### Sección de datos:
---

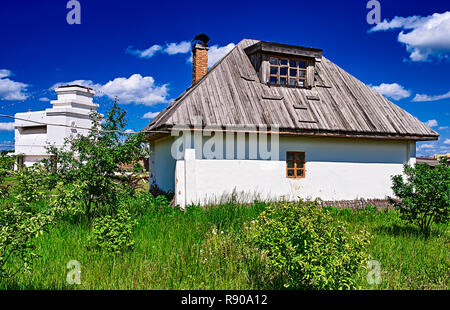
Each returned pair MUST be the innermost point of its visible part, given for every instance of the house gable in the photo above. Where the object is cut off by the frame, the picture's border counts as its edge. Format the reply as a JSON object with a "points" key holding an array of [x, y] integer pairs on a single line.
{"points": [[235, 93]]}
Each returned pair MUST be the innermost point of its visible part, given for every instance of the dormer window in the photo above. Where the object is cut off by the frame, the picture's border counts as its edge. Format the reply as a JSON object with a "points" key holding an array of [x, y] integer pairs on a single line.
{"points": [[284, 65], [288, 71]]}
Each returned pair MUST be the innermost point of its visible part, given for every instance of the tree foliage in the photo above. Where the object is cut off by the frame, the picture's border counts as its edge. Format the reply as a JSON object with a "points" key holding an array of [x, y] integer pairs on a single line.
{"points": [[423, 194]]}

---

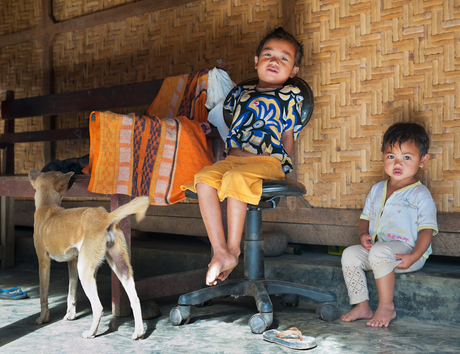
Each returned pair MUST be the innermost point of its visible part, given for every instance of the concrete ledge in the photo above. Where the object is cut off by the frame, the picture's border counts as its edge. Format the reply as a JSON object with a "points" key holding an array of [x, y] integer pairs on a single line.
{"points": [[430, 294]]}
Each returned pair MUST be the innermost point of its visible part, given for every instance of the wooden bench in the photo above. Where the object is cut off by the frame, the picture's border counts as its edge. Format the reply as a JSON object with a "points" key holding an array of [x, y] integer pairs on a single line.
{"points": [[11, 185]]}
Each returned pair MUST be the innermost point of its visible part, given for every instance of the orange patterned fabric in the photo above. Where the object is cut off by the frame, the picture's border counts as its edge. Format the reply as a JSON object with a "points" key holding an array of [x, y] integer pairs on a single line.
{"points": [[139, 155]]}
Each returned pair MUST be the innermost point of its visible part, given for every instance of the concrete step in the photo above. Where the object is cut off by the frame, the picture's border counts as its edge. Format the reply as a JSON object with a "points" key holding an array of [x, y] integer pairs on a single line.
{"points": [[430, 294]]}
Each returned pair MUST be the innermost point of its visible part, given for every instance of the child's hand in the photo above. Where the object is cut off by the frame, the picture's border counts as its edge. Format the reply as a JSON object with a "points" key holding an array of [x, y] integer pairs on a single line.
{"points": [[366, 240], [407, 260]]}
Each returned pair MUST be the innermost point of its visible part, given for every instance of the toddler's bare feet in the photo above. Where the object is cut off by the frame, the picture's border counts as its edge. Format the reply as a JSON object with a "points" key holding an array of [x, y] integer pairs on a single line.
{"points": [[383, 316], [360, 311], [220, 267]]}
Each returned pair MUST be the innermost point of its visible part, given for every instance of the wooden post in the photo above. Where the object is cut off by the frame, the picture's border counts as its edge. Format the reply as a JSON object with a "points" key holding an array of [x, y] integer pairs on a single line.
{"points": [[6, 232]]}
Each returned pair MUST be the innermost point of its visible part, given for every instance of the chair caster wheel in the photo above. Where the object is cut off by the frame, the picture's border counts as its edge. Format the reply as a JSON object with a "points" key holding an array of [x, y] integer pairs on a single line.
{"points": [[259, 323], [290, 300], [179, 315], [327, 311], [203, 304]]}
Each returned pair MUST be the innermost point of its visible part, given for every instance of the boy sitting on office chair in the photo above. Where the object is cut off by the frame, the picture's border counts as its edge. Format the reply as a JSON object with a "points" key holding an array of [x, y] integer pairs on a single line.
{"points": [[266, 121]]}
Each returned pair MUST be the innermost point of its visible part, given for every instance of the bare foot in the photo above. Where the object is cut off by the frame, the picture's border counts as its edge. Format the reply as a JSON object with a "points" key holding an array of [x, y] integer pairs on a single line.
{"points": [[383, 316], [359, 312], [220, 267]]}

---

### Instrucción:
Enumera cada línea del listado que contenga la cadena "chair", teniendo en cuenta mayúsculas y minúsculas.

### Solución:
Each returned pair MUST be the innermost point of its visible part, given for every instance of the chair caster wheel in the photo above. Where the object is cut off by the frame, the picture's border counts as its edge. Format the reply as a JSON object with a "points" key holding an array of [x, y] integer pairs on a single line.
Each returned pair MUST be the innermost point of its visible part, given for every instance of the boy sitting on office chair in the photo above. Where the object is cut off by the frame, the picture's border counts as its edge. Format the reply as a JSON object with a "points" key holding an array of [x, y] integer pairs on a single line.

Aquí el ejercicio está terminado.